# EXERCISE DIRECTIONS
Please return each entry that follows exactly as given, but without pictures.
__________
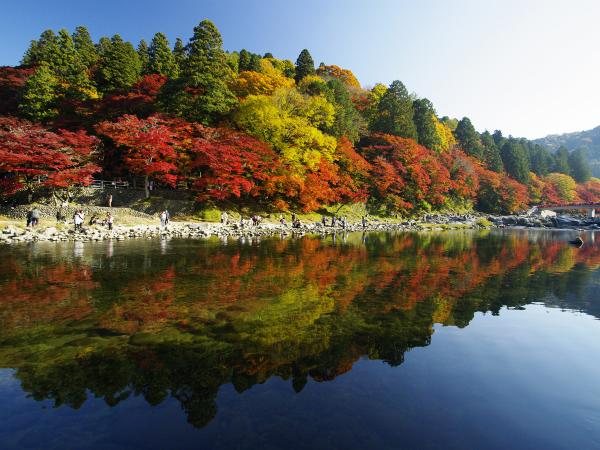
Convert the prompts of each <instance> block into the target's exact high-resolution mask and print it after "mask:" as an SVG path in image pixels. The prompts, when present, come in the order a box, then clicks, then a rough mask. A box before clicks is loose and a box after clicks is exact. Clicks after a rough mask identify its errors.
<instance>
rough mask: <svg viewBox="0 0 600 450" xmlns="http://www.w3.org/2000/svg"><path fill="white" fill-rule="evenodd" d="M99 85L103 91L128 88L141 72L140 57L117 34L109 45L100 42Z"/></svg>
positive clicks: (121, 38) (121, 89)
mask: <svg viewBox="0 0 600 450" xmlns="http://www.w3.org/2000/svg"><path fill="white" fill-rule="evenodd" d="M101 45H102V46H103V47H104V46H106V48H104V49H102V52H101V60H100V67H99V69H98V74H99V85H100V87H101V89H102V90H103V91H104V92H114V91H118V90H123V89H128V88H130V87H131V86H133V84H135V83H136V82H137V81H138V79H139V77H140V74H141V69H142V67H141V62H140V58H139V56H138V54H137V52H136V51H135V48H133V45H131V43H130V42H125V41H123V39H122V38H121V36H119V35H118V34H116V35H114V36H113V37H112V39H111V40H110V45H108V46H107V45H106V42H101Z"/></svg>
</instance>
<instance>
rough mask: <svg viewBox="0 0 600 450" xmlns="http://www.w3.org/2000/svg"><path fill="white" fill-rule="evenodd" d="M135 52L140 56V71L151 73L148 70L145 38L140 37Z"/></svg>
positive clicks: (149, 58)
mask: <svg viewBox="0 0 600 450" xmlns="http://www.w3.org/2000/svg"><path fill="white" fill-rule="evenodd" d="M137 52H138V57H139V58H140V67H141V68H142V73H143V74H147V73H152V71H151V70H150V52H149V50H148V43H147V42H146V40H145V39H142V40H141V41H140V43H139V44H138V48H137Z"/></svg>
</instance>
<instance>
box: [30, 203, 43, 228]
__________
# SOLUTION
Convert the prompts of each <instance> block into the target's exact high-resolution mask and print it after "mask:" as an SVG path in image pixels. The prompts, when present, come in the order a box, then clicks, then a rough mask. A box before clicks is loose and a box after clicks is exact. Clicks after a rough mask identify its errors.
<instance>
rough mask: <svg viewBox="0 0 600 450" xmlns="http://www.w3.org/2000/svg"><path fill="white" fill-rule="evenodd" d="M99 85L103 91L128 88L141 72L140 57L117 34L109 45L100 42Z"/></svg>
positive clicks: (121, 38) (121, 89)
mask: <svg viewBox="0 0 600 450" xmlns="http://www.w3.org/2000/svg"><path fill="white" fill-rule="evenodd" d="M101 45H102V46H103V47H104V46H106V48H104V49H102V52H101V60H100V67H99V69H98V74H99V85H100V87H101V89H102V90H103V91H104V92H114V91H118V90H123V89H128V88H130V87H131V86H133V84H135V83H136V82H137V81H138V79H139V77H140V74H141V69H142V67H141V62H140V58H139V56H138V54H137V52H136V51H135V48H133V45H131V43H130V42H125V41H123V39H122V38H121V36H119V35H118V34H116V35H114V36H113V37H112V39H111V40H110V45H108V46H107V45H106V42H101Z"/></svg>
</instance>
<instance>
rough mask: <svg viewBox="0 0 600 450" xmlns="http://www.w3.org/2000/svg"><path fill="white" fill-rule="evenodd" d="M135 52L140 56V71L151 73L148 70L145 38L140 37Z"/></svg>
positive clicks: (149, 58)
mask: <svg viewBox="0 0 600 450" xmlns="http://www.w3.org/2000/svg"><path fill="white" fill-rule="evenodd" d="M137 52H138V57H139V58H140V67H141V68H142V73H143V74H147V73H152V71H151V70H150V52H149V50H148V43H147V42H146V40H145V39H142V40H141V41H140V43H139V44H138V48H137Z"/></svg>
</instance>
<instance>
box: [30, 203, 43, 228]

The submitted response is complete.